### RECORDS FOR PROCESSING
[Start]
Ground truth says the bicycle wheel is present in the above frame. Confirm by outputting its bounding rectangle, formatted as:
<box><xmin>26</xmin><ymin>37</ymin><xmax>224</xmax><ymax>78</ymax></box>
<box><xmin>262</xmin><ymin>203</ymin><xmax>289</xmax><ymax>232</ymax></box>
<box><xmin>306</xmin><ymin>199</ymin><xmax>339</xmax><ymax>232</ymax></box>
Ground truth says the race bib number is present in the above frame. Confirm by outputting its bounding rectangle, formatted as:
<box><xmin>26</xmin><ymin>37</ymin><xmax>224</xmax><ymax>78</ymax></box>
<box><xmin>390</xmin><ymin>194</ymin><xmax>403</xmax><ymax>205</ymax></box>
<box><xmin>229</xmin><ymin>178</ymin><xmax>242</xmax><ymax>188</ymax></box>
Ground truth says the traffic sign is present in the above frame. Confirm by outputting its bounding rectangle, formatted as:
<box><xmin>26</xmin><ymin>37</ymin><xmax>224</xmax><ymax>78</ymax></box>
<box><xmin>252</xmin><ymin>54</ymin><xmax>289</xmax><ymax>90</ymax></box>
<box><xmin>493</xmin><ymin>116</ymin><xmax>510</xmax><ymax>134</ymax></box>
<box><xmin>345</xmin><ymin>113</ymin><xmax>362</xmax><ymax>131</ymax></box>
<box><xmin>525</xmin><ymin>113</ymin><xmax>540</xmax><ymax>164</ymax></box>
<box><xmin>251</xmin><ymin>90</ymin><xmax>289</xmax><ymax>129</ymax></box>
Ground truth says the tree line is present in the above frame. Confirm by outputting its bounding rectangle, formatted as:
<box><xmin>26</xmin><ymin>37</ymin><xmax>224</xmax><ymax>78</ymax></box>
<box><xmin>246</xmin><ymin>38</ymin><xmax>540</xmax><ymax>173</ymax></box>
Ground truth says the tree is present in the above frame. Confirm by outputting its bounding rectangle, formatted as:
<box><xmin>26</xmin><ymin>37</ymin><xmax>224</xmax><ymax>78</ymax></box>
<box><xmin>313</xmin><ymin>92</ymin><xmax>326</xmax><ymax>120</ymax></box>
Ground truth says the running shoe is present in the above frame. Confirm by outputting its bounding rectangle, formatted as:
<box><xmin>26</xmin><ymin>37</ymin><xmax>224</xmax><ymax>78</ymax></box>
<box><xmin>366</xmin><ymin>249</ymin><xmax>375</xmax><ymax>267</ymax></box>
[End]
[Start]
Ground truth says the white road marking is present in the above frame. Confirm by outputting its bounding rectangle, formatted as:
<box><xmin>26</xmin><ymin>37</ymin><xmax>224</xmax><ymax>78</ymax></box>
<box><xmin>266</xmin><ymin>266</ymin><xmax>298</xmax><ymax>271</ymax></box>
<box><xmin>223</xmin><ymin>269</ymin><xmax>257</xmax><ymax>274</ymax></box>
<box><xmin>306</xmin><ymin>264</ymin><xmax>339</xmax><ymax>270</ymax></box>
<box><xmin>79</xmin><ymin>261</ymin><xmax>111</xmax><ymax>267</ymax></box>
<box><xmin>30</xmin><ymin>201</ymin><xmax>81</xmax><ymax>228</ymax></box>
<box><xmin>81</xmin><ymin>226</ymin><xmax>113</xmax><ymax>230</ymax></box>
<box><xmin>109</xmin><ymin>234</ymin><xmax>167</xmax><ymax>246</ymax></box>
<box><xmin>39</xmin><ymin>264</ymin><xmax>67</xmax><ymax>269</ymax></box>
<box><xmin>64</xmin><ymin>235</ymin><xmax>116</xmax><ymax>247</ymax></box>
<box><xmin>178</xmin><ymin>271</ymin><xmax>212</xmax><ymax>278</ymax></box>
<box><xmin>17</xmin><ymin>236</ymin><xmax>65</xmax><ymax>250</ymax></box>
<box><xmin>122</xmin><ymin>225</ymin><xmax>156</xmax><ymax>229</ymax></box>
[End]
### WHAT YOU ARE ASKED TO DO
Extract every line of the entries above that contains the string "tree", with matches that respect letter case, and copy each matching line in full.

### COMPLETE OUTPUT
Ground truth says the tree line is present in the above frame. Confirm by outputting its bounding rectangle, formatted as:
Ground truth says the tree is present in the above frame. Confirm by outputting its bounding rectangle, formatted as:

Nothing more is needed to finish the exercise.